ITEMS
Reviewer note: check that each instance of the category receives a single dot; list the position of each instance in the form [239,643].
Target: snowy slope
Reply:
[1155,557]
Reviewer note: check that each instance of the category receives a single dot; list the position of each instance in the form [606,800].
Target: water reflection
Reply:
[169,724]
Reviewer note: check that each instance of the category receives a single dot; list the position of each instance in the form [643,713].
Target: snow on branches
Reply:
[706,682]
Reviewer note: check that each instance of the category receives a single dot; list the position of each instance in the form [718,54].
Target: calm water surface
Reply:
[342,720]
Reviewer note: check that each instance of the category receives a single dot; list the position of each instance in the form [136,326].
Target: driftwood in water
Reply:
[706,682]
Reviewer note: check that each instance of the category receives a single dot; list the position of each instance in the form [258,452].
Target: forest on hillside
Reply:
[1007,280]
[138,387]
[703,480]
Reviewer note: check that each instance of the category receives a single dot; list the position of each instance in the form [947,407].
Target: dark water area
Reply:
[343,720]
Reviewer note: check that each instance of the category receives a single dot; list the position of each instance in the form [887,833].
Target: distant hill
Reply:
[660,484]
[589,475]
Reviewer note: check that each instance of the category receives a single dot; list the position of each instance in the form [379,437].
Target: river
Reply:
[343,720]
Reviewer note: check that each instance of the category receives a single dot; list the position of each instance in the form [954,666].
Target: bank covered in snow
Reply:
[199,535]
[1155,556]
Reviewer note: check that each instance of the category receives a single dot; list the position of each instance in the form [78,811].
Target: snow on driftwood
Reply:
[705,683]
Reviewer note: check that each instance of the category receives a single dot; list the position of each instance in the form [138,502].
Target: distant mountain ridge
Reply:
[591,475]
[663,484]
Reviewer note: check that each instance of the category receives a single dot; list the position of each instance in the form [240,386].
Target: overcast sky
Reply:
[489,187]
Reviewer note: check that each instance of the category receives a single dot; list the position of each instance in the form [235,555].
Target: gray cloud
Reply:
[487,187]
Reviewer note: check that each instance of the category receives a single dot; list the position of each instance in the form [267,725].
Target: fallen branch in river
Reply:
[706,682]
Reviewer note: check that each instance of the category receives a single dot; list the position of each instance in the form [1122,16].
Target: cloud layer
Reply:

STATED EXERCISE
Please output the entire listing exactly as it stands.

SOLUTION FOR THIS PROBLEM
Reviewer note: check that each instance of the category receives a single dot; list the position of each instance in the form [239,643].
Target: snowy slope
Reply:
[1155,557]
Reviewer note: check that each instance of the category receives a single dot; list the position of each instance in the form [606,800].
Target: water reflection
Reply:
[169,724]
Reviewer note: check that each instance of the category receives a single dot; list the position of each instance in the form [643,713].
Target: snow on branches
Reply:
[706,682]
Reviewer note: check that each instance of the category receives a single dot; list the position of each instance in the form [718,54].
Target: calm water surface
Reply:
[342,720]
Reviewer note: check that each instance of the category receives a single dot; list the position of each instance in the form [136,326].
Target: driftwood in water
Reply:
[706,682]
Reviewer note: check that each instance of the category receives a single dot; list the position of each instance in the form [258,452].
Target: forest on hillside
Reply:
[1007,280]
[138,387]
[703,480]
Reviewer note: check that each instance of the category receives a single dot; list the position of each instance in the form [947,407].
Target: dark water area
Reply:
[343,720]
Reviewer note: check that each instance of the category receives a single dot; list the position of each instance in the form [887,833].
Target: distant hill
Reply:
[660,484]
[589,475]
Reviewer note: check that each instance of the category receives a single dot; list the position of each instance in the form [379,437].
Target: river
Reply:
[343,720]
Reviewer note: check that each instance of the category receives a single dot; list the position of each instance in the form [954,666].
Target: bank covered in snow
Reply:
[199,535]
[1155,556]
Reviewer note: check that each instance of the category receives a single dot; list the position of each instance in the form [78,811].
Target: snow on driftwood
Reply:
[705,683]
Reviewer note: check that each instance of the category receives a single dot; list the position of each instance in the form [138,502].
Target: distant mountain ridge
Reply:
[591,475]
[663,484]
Reviewer note: check that each instance of the category receives a single dot; list the position of each instance in the form [240,386].
Target: overcast sky
Reply:
[489,187]
Reviewer note: check that each instance of the category receives a single dot; list the position of each instance in the form [235,555].
Target: gray cloud
Reply:
[487,187]
Reviewer note: check that each instance of the category receives a single dot; list the position of each instance in the form [267,725].
Target: fallen branch in river
Reply:
[706,682]
Reviewer note: check that each instance of the category receives a single dot; list the position of each instance in the form [1122,16].
Target: cloud layer
Reply:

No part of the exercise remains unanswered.